-- START OF SELECTED TEXT --
[rescue] Mainframe on eBay

Skeezics Boondoggle skeezics at q7.com
Sat Sep 17 02:51:22 CDT 2005


On Fri, 16 Sep 2005, Patrick Finnegan wrote:

> Skeezics Boondoggle declared on Friday 16 September 2005 09:58 pm:
> >
> > Well, I was mostly poking at the notion that machines that just a
> > couple of years ago were still sold new for > $1M are now available on
> > Ebay for less than $10K was astonishing; seriously, who here 2-3 years
> > ago would have ever even considered owning a box that big?
> 
> The people that bought a SC2000E a few years ago for much less than 
> that. :)

Hee hee.  Hey, you're talkin' to the King Of the Sun4d's. :-)  SuperSPARCs 
rule!  Heh. :-)

> I bet the Oracle DBA didn't have to fix the hardware.  It seems somewhat 
> hit-or-miss; one of our E10ks (which we use as parts to the other two) 
> had lots of issues, and the other two seemed to be more reliable, until 
> we put parts from the other one in them.
-- END OF SELECTED TEXT --
**WHAT YOU NEED TO DO:**
- 1) In the post, start at the words "[rescue] Mainframe on" and end after "box that big?". Reproduce that passage, changing "astonishing" to "remarkable".
- 2) Answer these questions about the post:
(a) On what day and date was the post sent?
(b) What is one of the E10ks used for?
(c) What does the post say SuperSPARCs do?
-- START OF SUPPLIED ENTRIES --
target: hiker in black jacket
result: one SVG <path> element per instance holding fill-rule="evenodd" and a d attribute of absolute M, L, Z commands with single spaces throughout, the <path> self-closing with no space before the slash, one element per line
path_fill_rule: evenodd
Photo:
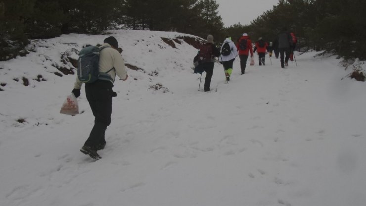
<path fill-rule="evenodd" d="M 215 57 L 218 57 L 220 55 L 220 51 L 214 44 L 214 37 L 211 35 L 207 36 L 207 41 L 203 46 L 210 45 L 212 47 L 211 50 L 210 58 L 209 59 L 202 62 L 202 67 L 204 71 L 206 72 L 206 78 L 205 78 L 205 86 L 204 89 L 205 92 L 210 91 L 210 85 L 211 82 L 212 74 L 214 73 L 214 66 L 215 65 Z M 202 48 L 202 47 L 201 47 Z M 202 50 L 202 49 L 201 49 Z M 200 51 L 202 53 L 203 51 Z"/>
<path fill-rule="evenodd" d="M 287 29 L 286 27 L 283 27 L 281 32 L 278 33 L 277 38 L 278 40 L 278 51 L 279 51 L 280 58 L 281 59 L 281 67 L 285 68 L 285 66 L 288 66 L 287 62 L 291 52 L 290 48 L 292 46 L 292 37 L 287 31 Z M 284 56 L 285 54 L 285 56 Z"/>

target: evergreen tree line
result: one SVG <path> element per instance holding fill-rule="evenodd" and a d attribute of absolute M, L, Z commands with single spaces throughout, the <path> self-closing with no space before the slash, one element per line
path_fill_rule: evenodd
<path fill-rule="evenodd" d="M 218 6 L 213 0 L 1 0 L 0 34 L 25 41 L 123 28 L 204 37 L 222 32 Z"/>
<path fill-rule="evenodd" d="M 298 37 L 298 49 L 334 52 L 346 59 L 366 59 L 366 1 L 279 0 L 249 25 L 226 28 L 237 38 L 243 31 L 256 41 L 272 41 L 284 27 Z"/>
<path fill-rule="evenodd" d="M 226 35 L 235 41 L 245 32 L 253 40 L 261 37 L 272 41 L 286 27 L 298 37 L 298 48 L 366 59 L 366 13 L 362 10 L 366 1 L 279 0 L 250 24 L 228 28 L 224 27 L 218 7 L 215 0 L 0 0 L 0 40 L 25 43 L 123 28 L 204 38 L 211 34 L 219 42 Z"/>

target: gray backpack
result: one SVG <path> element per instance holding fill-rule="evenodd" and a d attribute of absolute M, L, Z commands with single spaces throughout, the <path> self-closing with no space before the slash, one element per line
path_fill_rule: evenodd
<path fill-rule="evenodd" d="M 112 79 L 107 73 L 114 68 L 103 74 L 100 74 L 99 72 L 99 53 L 107 47 L 109 47 L 106 46 L 99 49 L 98 47 L 90 46 L 81 50 L 78 59 L 78 78 L 81 82 L 92 83 L 98 79 Z"/>

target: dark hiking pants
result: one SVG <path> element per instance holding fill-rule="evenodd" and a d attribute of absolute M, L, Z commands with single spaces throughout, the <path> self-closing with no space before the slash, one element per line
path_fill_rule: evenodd
<path fill-rule="evenodd" d="M 288 59 L 290 58 L 290 48 L 279 48 L 279 57 L 281 59 L 281 66 L 284 65 L 284 62 L 288 61 Z M 286 56 L 285 56 L 285 54 Z M 284 62 L 283 61 L 284 59 Z"/>
<path fill-rule="evenodd" d="M 104 133 L 111 123 L 112 84 L 108 81 L 97 80 L 85 84 L 85 93 L 95 117 L 94 126 L 85 145 L 95 147 L 105 143 Z"/>
<path fill-rule="evenodd" d="M 241 73 L 243 74 L 245 71 L 246 67 L 246 61 L 248 60 L 248 55 L 239 55 L 239 58 L 240 58 L 240 69 L 241 69 Z"/>
<path fill-rule="evenodd" d="M 205 86 L 204 89 L 205 92 L 210 91 L 210 85 L 211 83 L 211 78 L 214 73 L 214 62 L 207 62 L 203 63 L 203 67 L 206 72 L 206 78 L 205 79 Z"/>
<path fill-rule="evenodd" d="M 261 65 L 262 63 L 264 64 L 265 60 L 266 60 L 266 53 L 265 52 L 258 53 L 258 62 L 259 62 L 259 65 Z"/>

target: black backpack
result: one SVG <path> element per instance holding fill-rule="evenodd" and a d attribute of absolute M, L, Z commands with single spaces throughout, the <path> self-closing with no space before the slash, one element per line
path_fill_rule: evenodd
-- END OF SUPPLIED ENTRIES --
**SOLUTIONS TO EACH TASK:**
- 1)
[rescue] Mainframe on eBay

Skeezics Boondoggle skeezics at q7.com
Sat Sep 17 02:51:22 CDT 2005


On Fri, 16 Sep 2005, Patrick Finnegan wrote:

> Skeezics Boondoggle declared on Friday 16 September 2005 09:58 pm:
> >
> > Well, I was mostly poking at the notion that machines that just a
> > couple of years ago were still sold new for > $1M are now available on
> > Ebay for less than $10K was remarkable; seriously, who here 2-3 years
> > ago would have ever even considered owning a box that big?

- 2)
(a) Saturday, September 17, 2005
(b) As parts for the other two
(c) Rule